Brano scelto:
::::::

Povero sovrano della prateria! Chi sa che non sarà proprio lui a ricondurmi tra qualche mese — attaccato ad una modesta vettura di piazza — all'imbarco sulle banchine del Porto Madero!



Abbiamo continuato il nostro giro per l'estancia, sotto un sole torrido che accecava e stordiva. Ed ho un ricordo vago di quella corsa per prati senza fine. Rammento delle grandi tettoie presso un boschetto, sotto le quali ingrassano dei buoi colossali e delle pecore che sembrano enormi batuffoli di lana bianca, destinati a figurare in non so quale esposizione di bestiame: e delle scuderie divise in boxes, dai quali sporgono le teste di nobilissimi cavalli inglesi la cui genealogia mi veniva illustrata da un trainer, inglese puro sangue anche lui, che da venti anni è nell'Argentina e non parla spagnuolo. «Non parlo ancora castigliano, not yet» — mi ha detto flemmaticamente.

::::::

Materiale raccolto:
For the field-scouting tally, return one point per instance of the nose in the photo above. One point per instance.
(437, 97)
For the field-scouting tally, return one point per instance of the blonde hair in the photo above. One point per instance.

::::::

Consegna A: Riscrivi il passo del brano sull'estancia che comincia con "Abbiamo continuato il" e si chiude dopo "ha detto flemmaticamente.", modificandolo in un solo punto: al posto di "scuderie" metti "stalle".
Consegna B: Secondo il brano sull'estancia, da quanti anni il trainer inglese vive in Argentina?
Consegna C: Prosegui il racconto sull'estancia argentina a partire dall'ultima frase riportata.

Risultato A:
Abbiamo continuato il nostro giro per l'estancia, sotto un sole torrido che accecava e stordiva. Ed ho un ricordo vago di quella corsa per prati senza fine. Rammento delle grandi tettoie presso un boschetto, sotto le quali ingrassano dei buoi colossali e delle pecore che sembrano enormi batuffoli di lana bianca, destinati a figurare in non so quale esposizione di bestiame: e delle stalle divise in boxes, dai quali sporgono le teste di nobilissimi cavalli inglesi la cui genealogia mi veniva illustrata da un trainer, inglese puro sangue anche lui, che da venti anni è nell'Argentina e non parla spagnuolo. «Non parlo ancora castigliano, not yet» — mi ha detto flemmaticamente.

Risultato B: Da venti anni.

Risultato C:
— Oh! — ho risposto — è questione di tempo!

Rammento un toril dove sultaneggiano dei tori mastodontici venuti dall'Inghilterra, i quali hanno ai loro ordini servi e scudieri; rammento numerose famiglie di struzzi che fuggivano davanti al nostro galoppo, simili a gruppi di piccoli cammelli con due sole gambe.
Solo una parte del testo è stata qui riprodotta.